Among the best though: Barbarians at the Gate, Enron: The Smartest Guys in the Room, most books concerning the history of medicine and any Trump biography published after he leaves office, no doubt. Any Jobs biography. The story of NeXT - his European head committed fraud that brought the company down.
Years ago I read an excellent biography of John D. MacArthur, the Insurance giant that would suit you well. Famous now for the "Genius Grants" given out by the MacArthur Fellows Program. John D. Rockefeller (who would argue his own virtues, of course.) Wolf of Wall Street.
On my list to read:
Images of organization Paperback – Jan 1997
by Gareth Morgan (Author)
The Organization Man
by William H. Whyte
The above 2 books said to be consistent with The Gervais Principle:
The Prince of War: Billy Graham's Crusade for a Wholly Christian Empire
by Cecil Bothwell
MOTHER TERESA: The Untold Story
by Aroup Chatterjee
Plus a small pile of (contemporary) books about slavery, and slavery as a business, most in the public domain, now.

** Assigned task 1 **
Which books appear under "On my list to read" in the post about reading recommendations? Give each title with its author.
** Assigned task 2 **
According to the post about reading recommendations, what brought NeXT down?
** Assigned task 3 **
Continue the post about reading recommendations, starting after its last sentence.
None of the material is needed for this work.

** Given entries **
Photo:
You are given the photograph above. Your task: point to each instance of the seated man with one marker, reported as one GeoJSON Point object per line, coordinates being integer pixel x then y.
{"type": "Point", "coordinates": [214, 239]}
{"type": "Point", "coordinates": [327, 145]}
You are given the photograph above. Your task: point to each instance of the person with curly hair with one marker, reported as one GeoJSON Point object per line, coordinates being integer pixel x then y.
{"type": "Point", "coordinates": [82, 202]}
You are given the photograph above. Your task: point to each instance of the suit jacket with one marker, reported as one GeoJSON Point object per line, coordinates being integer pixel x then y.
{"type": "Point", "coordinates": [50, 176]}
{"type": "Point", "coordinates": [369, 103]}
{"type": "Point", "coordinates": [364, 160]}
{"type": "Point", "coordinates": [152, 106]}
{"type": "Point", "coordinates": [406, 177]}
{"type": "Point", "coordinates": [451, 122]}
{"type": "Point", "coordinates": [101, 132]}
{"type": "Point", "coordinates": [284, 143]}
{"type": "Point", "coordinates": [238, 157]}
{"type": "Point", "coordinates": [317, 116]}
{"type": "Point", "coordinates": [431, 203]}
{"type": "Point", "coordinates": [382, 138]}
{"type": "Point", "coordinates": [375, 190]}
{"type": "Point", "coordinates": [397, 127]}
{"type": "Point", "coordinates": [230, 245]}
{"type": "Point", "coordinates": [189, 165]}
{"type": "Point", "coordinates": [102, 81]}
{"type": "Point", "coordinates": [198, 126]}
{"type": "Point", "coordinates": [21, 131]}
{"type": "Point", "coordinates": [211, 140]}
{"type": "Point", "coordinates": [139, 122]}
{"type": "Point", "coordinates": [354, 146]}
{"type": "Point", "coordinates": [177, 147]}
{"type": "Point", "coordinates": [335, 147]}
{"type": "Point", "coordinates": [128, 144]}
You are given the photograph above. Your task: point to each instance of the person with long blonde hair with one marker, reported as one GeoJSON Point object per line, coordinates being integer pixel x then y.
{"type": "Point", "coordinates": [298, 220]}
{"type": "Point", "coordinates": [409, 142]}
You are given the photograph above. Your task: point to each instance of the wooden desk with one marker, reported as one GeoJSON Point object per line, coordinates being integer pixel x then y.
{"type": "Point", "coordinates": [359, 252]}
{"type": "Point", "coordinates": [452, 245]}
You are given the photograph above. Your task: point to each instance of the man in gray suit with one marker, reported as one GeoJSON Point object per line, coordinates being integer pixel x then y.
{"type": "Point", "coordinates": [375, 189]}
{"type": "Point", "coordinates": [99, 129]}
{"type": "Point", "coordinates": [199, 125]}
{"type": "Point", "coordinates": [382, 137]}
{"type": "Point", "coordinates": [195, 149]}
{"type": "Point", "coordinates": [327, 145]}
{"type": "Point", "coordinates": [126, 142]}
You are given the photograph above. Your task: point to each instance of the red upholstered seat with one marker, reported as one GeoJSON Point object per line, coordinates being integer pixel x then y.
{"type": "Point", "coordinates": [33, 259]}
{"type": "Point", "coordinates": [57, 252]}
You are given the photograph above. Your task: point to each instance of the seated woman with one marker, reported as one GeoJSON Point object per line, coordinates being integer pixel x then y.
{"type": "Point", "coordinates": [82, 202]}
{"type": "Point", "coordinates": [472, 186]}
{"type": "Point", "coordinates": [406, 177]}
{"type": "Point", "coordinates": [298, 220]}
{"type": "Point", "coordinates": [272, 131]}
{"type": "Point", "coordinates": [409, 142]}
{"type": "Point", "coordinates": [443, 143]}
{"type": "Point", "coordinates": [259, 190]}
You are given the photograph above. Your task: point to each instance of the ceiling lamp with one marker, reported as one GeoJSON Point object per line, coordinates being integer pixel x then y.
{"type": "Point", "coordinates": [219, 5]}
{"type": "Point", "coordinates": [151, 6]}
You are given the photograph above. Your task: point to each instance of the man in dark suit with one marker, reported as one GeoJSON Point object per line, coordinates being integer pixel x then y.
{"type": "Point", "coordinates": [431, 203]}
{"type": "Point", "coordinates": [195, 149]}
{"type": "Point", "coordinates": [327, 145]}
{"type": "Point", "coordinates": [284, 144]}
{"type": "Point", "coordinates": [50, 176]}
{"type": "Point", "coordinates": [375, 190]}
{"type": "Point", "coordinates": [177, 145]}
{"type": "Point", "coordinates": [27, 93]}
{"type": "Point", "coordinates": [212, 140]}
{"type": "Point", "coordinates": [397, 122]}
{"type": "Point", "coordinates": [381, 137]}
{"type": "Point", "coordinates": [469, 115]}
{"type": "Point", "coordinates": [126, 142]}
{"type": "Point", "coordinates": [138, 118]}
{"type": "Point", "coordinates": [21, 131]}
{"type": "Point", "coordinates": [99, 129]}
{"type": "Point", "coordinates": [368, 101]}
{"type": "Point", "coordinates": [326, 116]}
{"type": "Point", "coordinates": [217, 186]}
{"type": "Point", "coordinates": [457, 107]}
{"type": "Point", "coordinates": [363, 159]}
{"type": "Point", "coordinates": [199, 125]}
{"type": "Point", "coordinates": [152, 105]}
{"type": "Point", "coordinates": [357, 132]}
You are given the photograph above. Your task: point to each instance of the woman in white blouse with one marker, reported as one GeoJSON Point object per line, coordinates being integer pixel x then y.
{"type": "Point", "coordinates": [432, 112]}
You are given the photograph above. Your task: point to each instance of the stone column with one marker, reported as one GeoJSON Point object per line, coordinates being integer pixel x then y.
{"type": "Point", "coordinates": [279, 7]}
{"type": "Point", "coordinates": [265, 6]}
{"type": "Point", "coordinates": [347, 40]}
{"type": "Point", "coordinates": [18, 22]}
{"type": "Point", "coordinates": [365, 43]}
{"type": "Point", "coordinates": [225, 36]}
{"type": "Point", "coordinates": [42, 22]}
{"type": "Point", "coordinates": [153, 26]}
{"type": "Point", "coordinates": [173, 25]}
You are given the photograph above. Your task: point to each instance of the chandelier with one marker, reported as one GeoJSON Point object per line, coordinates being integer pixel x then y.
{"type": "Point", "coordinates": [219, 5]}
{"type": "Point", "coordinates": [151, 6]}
---
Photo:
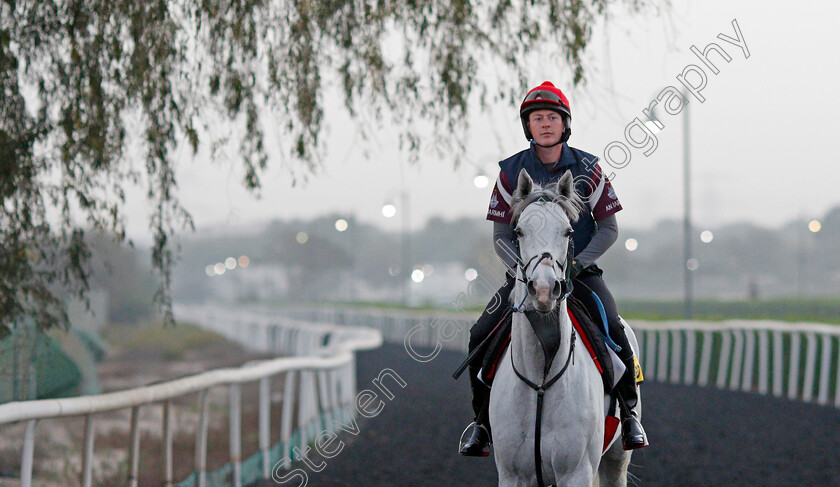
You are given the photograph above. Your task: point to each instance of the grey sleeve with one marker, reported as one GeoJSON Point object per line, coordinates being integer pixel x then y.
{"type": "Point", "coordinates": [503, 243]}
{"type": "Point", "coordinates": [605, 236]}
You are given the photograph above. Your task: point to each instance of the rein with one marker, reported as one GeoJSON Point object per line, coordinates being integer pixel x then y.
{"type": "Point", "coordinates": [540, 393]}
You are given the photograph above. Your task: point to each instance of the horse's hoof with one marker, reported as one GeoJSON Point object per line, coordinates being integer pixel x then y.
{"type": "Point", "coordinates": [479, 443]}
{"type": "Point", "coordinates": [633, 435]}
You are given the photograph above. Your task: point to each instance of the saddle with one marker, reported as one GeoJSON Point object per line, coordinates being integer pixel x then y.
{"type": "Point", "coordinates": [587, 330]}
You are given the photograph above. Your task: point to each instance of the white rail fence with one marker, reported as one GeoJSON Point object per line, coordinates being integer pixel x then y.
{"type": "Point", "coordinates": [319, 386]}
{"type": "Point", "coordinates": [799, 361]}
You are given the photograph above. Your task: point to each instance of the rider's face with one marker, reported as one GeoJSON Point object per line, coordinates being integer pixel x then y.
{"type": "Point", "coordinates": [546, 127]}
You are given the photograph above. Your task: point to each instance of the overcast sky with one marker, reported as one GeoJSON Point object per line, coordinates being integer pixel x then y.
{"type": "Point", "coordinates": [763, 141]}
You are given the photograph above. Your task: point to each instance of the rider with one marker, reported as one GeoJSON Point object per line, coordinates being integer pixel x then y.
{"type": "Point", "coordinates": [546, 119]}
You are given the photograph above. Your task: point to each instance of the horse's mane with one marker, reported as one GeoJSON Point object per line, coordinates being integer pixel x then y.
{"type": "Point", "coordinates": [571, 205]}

** Reply 1 **
- Images of Organization, by Gareth Morgan
- The Organization Man, by William H. Whyte
- The Prince of War: Billy Graham's Crusade for a Wholly Christian Empire, by Cecil Bothwell
- Mother Teresa: The Untold Story, by Aroup Chatterjee

** Reply 2 **
Its European head committed fraud.

** Reply 3 **
One problem you might encounter is that sociopaths often do very well in business, but are not always interesting in a story-sense because their self-concern is so predictable. Mere lack of empathy isn't a motive, so wrapping a detailed story around that is pretty hard.
Of course thinking that the doing the right thing gets you the best results is naive but I still think it’s knda crazy to know that a lot of people we consider to be references might be there because they played dirty a few times while climbing the ladder.